Problem >> Format every line of the listing below as a JSON list of strings, one string per line, skipping blank lines and leaving out the pictures.

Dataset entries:
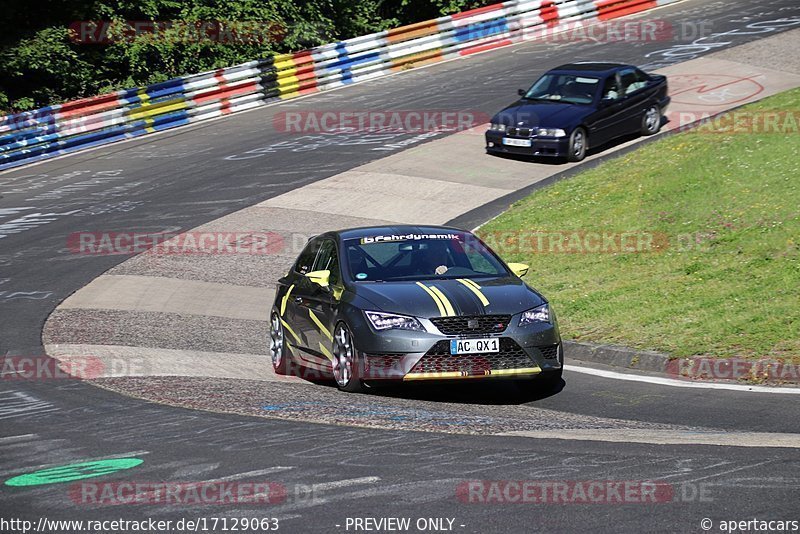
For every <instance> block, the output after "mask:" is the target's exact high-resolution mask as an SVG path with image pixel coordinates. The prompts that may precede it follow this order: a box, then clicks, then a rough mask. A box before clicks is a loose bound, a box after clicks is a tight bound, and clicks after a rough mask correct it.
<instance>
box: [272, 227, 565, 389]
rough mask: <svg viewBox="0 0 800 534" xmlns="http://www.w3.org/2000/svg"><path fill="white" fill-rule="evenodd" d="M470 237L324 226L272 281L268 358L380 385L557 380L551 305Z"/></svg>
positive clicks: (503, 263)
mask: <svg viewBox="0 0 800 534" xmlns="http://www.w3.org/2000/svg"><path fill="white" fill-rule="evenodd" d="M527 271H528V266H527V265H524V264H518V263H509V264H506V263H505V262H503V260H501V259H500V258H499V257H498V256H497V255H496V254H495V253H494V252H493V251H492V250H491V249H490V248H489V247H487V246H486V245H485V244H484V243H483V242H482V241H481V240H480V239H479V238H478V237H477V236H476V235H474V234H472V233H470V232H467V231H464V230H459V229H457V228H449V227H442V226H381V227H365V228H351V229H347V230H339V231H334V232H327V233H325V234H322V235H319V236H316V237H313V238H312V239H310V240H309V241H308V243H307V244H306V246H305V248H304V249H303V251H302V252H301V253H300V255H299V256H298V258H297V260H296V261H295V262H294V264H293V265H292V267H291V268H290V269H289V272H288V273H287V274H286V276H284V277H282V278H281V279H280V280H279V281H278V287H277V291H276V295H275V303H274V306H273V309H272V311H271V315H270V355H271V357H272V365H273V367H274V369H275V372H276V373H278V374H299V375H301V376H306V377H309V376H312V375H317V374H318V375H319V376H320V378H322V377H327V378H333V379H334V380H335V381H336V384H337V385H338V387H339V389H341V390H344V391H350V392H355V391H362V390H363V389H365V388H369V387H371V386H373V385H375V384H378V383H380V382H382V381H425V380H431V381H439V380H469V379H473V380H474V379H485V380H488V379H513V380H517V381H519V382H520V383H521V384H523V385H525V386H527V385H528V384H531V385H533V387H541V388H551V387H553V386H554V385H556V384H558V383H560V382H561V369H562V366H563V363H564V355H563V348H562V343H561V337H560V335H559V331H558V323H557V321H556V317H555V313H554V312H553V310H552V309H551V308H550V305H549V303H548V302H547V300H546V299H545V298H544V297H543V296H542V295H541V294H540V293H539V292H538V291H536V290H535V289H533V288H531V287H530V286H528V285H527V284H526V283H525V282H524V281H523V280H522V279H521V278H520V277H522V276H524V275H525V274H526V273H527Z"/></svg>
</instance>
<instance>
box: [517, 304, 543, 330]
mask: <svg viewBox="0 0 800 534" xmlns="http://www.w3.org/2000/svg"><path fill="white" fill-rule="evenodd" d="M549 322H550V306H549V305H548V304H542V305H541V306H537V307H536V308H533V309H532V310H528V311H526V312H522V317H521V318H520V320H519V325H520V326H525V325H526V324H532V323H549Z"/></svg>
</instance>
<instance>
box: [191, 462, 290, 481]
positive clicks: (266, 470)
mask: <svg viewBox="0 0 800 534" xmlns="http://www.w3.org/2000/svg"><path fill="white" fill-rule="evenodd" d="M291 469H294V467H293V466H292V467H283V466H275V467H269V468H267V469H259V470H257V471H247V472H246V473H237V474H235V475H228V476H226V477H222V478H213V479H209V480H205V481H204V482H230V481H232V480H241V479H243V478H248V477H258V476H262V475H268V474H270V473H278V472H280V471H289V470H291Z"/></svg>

Task result >>
[
  "For every <instance> block, the output after \"mask:\" is the target's exact high-resolution mask as an SVG path with image pixel coordinates. The prompts that may precede it follow this order: a box, then clicks, then a rough mask. A box before clicks is a loose bound, a box after clicks is a tight bound, and clicks after a rough mask correct it.",
  "<instance>",
  "box: [272, 227, 565, 389]",
  "rough mask: <svg viewBox=\"0 0 800 534\" xmlns=\"http://www.w3.org/2000/svg\"><path fill=\"white\" fill-rule=\"evenodd\" d=\"M470 237L324 226L272 281L268 358L380 385L557 380L551 305Z\"/></svg>",
  "positive clicks: (503, 263)",
  "mask: <svg viewBox=\"0 0 800 534\" xmlns=\"http://www.w3.org/2000/svg\"><path fill=\"white\" fill-rule=\"evenodd\" d=\"M527 271H528V266H527V265H524V264H518V263H509V264H506V263H505V262H503V260H501V259H500V258H499V257H498V256H497V255H496V254H495V253H494V252H493V251H492V250H491V249H490V248H489V247H487V246H486V245H485V244H484V243H483V242H482V241H481V240H480V239H479V238H478V237H477V236H476V235H474V234H472V233H470V232H467V231H464V230H459V229H457V228H449V227H442V226H381V227H365V228H351V229H347V230H339V231H334V232H327V233H325V234H322V235H319V236H316V237H313V238H312V239H310V240H309V241H308V243H307V244H306V246H305V248H304V249H303V251H302V252H301V253H300V255H299V256H298V258H297V260H296V261H295V262H294V264H293V265H292V267H291V268H290V269H289V272H288V273H287V274H286V276H284V277H282V278H281V279H280V280H279V281H278V287H277V291H276V295H275V303H274V306H273V309H272V311H271V315H270V355H271V357H272V365H273V367H274V369H275V372H276V373H278V374H299V375H301V376H306V377H309V376H312V375H317V374H318V375H319V376H320V378H322V377H327V378H333V379H334V380H335V381H336V384H337V385H338V387H339V389H341V390H344V391H350V392H355V391H362V390H363V389H365V388H369V387H371V386H373V385H375V384H378V383H380V382H382V381H425V380H431V381H439V380H469V379H473V380H474V379H485V380H488V379H513V380H517V381H519V382H520V383H521V384H523V385H525V386H527V385H528V384H531V385H533V387H541V388H551V387H553V386H554V385H556V384H558V383H560V382H561V369H562V366H563V363H564V355H563V348H562V343H561V337H560V335H559V331H558V323H557V321H556V317H555V313H554V312H553V310H552V309H551V308H550V305H549V303H548V302H547V300H546V299H545V298H544V297H543V296H542V295H541V294H540V293H539V292H538V291H536V290H535V289H533V288H531V287H530V286H528V285H527V284H526V283H525V282H524V281H523V280H522V279H521V278H520V277H522V276H524V275H525V274H526V273H527Z\"/></svg>",
  "</instance>",
  "<instance>",
  "box: [517, 304, 543, 330]",
  "mask: <svg viewBox=\"0 0 800 534\" xmlns=\"http://www.w3.org/2000/svg\"><path fill=\"white\" fill-rule=\"evenodd\" d=\"M549 322H550V306H549V305H548V304H542V305H541V306H537V307H536V308H533V309H532V310H528V311H526V312H522V317H521V318H520V320H519V325H520V326H525V325H526V324H532V323H549Z\"/></svg>",
  "</instance>",
  "<instance>",
  "box: [191, 462, 290, 481]",
  "positive clicks: (266, 470)",
  "mask: <svg viewBox=\"0 0 800 534\" xmlns=\"http://www.w3.org/2000/svg\"><path fill=\"white\" fill-rule=\"evenodd\" d=\"M291 469H294V467H293V466H292V467H283V466H275V467H269V468H267V469H259V470H257V471H247V472H246V473H237V474H235V475H228V476H226V477H222V478H213V479H209V480H205V481H204V482H230V481H232V480H241V479H243V478H248V477H258V476H262V475H268V474H270V473H278V472H280V471H289V470H291Z\"/></svg>"
]